__Objetivo declarado 1__
Reproduza todo o trecho da reportagem sobre a recuperação econômica, desde "Nove meses depois" até "dessa nova conjuntura.", renomeando "crédito" como "financiamento".

__Trecho do texto__
Nos países desenvolvidos, sinais são contraditórios, e alta da produção industrial pode ser apenas reposição de estoques "queimados"

Ásia "puxa o bloco" da recuperação; Brasil também tem desempenho positivo

FERNANDO CANZIAN
DE NOVA YORK

Manchete do britânico "Financial Times" na quinta-feira: "Indicadores mostram evidências de recuperação global". Manchete do mesmo jornal no dia seguinte: "Resultado grave no emprego derruba esperança de recuperação".
Nove meses depois do agravamento da crise financeira internacional, as economias emergentes e as mais avançadas começam a se "descolar".
Nos países em desenvolvimento, os sinais de aumento na produção e de recuperação no emprego e no crédito vão ficando cada vez mais consistentes.
A forte valorização de suas Bolsas de Valores é reflexo dessa nova conjuntura.
Os 22 países classificados como emergentes no índice da Morgan Stanley Capital International fecharam o primeiro semestre do ano com uma participação total de 24% no valor das ações negociadas ao redor do mundo, um recorde, e bem acima dos 18% de 2008.
Já nos países desenvolvidos, e principalmente nos EUA, os dados econômicos continuam extremamente contraditórios. E essas economias vêm se sustentando ainda basicamente por estímulos "artificiais", como gastos públicos sem precedentes e injeções de dinheiro trilionárias no mercado por meio dos bancos centrais.
A mudança de enfoque de um dia para o outro no "Financial Times" reflete um pouco dessa separação cada vez mais nítida entre emergentes e desenvolvidos. A grande dúvida é se os emergentes conseguirão sustentar ou acelerar esse crescimento sem que os países ricos saiam logo da recessão.
Enquanto os mercados do Brasil (alta de 26% na Bolsa no segundo trimestre), da China (25%) e da Índia (49%) sobem consistentemente, nos EUA (segundo o mais amplo índice da Bolsa de Valores de Nova York, o S&P 500) os ganhos do ano foram anulados na quinta-feira após ser conhecido o resultado do desemprego em junho: 467 mil demissões, 145 mil a mais do que o previsto.
Hoje, tanto os países integrantes da zona do euro como os EUA têm a mesma taxa de desemprego, de 9,5%. Nos EUA, enquanto o plano fiscal de US$ 787 bilhões espera criar 3,5 milhões de vagas, a atual recessão já fez desaparecer 6,5 milhões de empregos.
"Os números indicam uma forte e severa recessão e que não há nada que mostre que a economia [dos Estados Unidos] esteja começando a sair desse quadro", afirma Stuart Hoffman, economista-chefe do PNC Financial Services.
Cerca de 70% do PIB dos EUA depende do consumo das famílias, que têm hoje níveis de endividamento recorde. As pessoas perdem seus empregos e suas casas. Ao mesmo tempo, os bancos vêm cortando agressivamente o crédito ao consumo por temerem calotes.
Os norte-americanos também estão poupando mais, cerca de 7% da renda disponível, o maior patamar em 15 anos. Tudo somado, será difícil a economia decolar nessas condições.

__Objetivo declarado 2__
Repita fielmente, linha por linha, todas as entradas de dados salvas, deixando as imagens fora da resposta.

__Entradas de dados salvas__
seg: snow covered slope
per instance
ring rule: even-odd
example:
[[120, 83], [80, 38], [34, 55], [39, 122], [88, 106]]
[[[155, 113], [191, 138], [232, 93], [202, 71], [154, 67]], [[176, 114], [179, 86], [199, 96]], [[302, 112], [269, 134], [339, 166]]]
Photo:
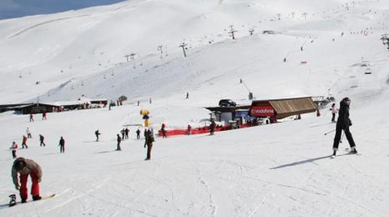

__Resposta 1__
Nove meses depois do agravamento da crise financeira internacional, as economias emergentes e as mais avançadas começam a se "descolar".
Nos países em desenvolvimento, os sinais de aumento na produção e de recuperação no emprego e no financiamento vão ficando cada vez mais consistentes.
A forte valorização de suas Bolsas de Valores é reflexo dessa nova conjuntura.

__Resposta 2__
seg: snow covered slope
per instance
ring rule: even-odd
example:
[[120, 83], [80, 38], [34, 55], [39, 122], [88, 106]]
[[[155, 113], [191, 138], [232, 93], [202, 71], [154, 67]], [[176, 114], [179, 86], [199, 96]], [[302, 112], [269, 134], [339, 166]]]
Photo:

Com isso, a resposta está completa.